*** Dataset content ***

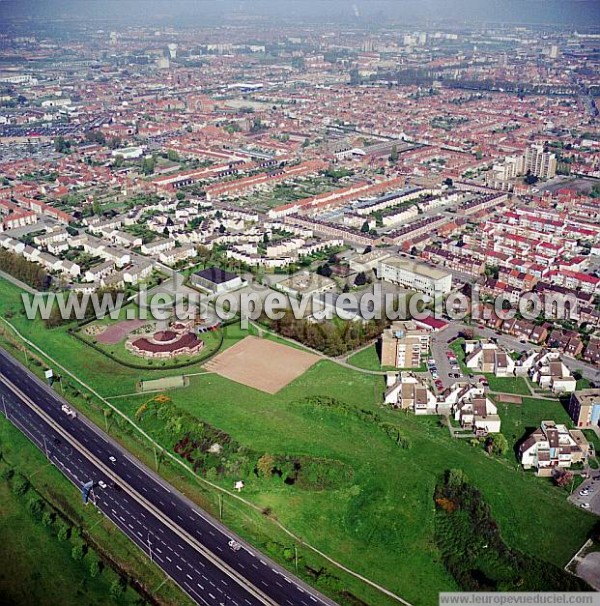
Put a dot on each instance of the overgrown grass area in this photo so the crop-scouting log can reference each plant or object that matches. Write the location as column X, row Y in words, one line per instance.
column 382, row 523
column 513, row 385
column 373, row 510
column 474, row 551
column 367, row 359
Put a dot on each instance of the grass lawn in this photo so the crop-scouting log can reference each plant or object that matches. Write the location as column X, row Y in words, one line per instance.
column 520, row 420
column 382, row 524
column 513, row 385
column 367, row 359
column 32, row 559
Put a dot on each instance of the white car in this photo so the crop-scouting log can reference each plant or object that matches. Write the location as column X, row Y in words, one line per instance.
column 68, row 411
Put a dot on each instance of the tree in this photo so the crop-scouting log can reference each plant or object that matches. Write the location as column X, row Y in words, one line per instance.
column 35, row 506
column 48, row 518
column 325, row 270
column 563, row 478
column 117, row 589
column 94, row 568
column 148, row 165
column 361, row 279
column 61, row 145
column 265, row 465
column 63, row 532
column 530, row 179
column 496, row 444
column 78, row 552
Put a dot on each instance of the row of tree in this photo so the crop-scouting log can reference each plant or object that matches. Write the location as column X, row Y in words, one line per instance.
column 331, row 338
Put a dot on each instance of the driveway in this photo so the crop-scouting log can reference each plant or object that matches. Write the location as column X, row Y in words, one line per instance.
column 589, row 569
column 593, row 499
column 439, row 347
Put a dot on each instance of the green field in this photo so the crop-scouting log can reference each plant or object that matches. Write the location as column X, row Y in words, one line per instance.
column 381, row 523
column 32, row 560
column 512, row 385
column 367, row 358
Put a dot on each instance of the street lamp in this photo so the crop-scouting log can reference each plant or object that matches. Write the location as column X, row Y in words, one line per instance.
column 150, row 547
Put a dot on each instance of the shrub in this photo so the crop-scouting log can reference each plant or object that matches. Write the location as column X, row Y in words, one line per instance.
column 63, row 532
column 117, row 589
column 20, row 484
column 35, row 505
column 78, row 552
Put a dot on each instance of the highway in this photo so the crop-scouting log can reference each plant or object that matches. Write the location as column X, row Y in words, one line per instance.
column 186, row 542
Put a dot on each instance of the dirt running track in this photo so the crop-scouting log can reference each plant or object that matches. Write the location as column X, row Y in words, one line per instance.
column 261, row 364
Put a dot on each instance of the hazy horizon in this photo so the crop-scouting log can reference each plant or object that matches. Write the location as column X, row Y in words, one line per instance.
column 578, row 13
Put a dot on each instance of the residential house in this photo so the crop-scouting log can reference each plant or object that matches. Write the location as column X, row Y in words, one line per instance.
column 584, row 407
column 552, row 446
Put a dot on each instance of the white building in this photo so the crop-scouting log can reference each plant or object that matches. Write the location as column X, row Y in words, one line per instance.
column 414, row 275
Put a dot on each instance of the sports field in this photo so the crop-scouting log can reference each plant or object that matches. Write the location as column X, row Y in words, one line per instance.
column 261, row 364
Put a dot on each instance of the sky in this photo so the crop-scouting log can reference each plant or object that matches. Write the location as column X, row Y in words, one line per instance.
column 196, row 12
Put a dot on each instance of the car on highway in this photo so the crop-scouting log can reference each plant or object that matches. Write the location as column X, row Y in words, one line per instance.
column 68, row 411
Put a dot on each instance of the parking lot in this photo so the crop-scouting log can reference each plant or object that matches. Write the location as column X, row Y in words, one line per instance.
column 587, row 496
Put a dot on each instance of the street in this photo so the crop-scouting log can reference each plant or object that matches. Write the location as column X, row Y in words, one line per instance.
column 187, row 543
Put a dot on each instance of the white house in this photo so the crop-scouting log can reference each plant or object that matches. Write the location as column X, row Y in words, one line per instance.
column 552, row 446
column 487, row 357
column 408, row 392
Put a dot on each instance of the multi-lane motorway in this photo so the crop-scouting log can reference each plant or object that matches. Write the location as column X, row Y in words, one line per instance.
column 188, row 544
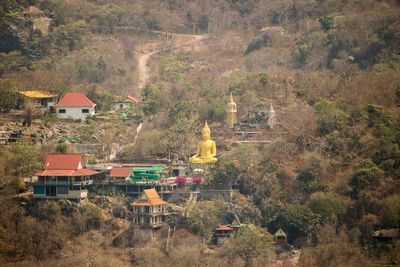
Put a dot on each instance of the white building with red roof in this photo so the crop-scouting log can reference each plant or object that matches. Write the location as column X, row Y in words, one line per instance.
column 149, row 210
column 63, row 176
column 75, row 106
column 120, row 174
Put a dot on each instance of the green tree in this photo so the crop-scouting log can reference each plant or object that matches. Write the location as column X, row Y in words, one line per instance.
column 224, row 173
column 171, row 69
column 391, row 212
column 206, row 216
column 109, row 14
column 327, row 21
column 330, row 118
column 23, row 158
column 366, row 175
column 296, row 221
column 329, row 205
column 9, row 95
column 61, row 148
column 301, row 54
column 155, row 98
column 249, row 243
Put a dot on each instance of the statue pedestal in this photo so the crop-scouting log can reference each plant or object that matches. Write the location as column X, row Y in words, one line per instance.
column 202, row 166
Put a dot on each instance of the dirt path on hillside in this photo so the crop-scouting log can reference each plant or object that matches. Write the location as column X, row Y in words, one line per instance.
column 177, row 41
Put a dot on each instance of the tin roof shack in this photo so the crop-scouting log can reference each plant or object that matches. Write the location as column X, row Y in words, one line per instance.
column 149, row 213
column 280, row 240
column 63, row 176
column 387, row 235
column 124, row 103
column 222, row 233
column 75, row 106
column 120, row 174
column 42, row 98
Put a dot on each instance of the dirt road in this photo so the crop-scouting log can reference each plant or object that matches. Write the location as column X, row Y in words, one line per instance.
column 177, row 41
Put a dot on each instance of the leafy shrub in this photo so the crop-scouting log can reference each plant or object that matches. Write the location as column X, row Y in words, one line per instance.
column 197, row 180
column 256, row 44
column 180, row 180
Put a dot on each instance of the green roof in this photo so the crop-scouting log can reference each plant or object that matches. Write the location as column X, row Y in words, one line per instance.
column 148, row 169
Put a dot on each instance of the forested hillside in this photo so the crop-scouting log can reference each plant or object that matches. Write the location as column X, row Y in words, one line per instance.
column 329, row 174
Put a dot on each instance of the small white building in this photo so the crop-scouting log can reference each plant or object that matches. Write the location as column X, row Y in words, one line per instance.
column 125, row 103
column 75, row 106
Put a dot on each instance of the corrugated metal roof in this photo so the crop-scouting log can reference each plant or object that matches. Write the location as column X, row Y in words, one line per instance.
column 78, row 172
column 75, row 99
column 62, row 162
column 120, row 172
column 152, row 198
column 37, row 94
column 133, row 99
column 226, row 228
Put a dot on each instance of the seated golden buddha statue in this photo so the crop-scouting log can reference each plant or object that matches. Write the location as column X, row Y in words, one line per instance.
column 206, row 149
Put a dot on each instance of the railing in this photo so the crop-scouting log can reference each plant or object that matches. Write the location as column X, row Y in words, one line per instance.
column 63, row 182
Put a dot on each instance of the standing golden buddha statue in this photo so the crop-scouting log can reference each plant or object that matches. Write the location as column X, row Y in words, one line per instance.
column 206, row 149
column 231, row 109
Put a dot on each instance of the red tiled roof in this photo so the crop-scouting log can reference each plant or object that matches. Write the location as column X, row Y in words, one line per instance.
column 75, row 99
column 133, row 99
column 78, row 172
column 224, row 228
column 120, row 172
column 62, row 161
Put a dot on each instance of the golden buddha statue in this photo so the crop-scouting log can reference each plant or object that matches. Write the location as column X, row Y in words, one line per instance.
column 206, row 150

*** End of Dataset content ***

- _What you will do_:
Every line from the one containing "Put a dot on each instance of the golden" through the last line of the entries must be written out verbatim, and no other line.

- _Answer_:
Put a dot on each instance of the golden buddha statue in this photo so the crop-scouting log can reference each plant or object that matches. Write the location as column X, row Y in words, one line per instance.
column 206, row 150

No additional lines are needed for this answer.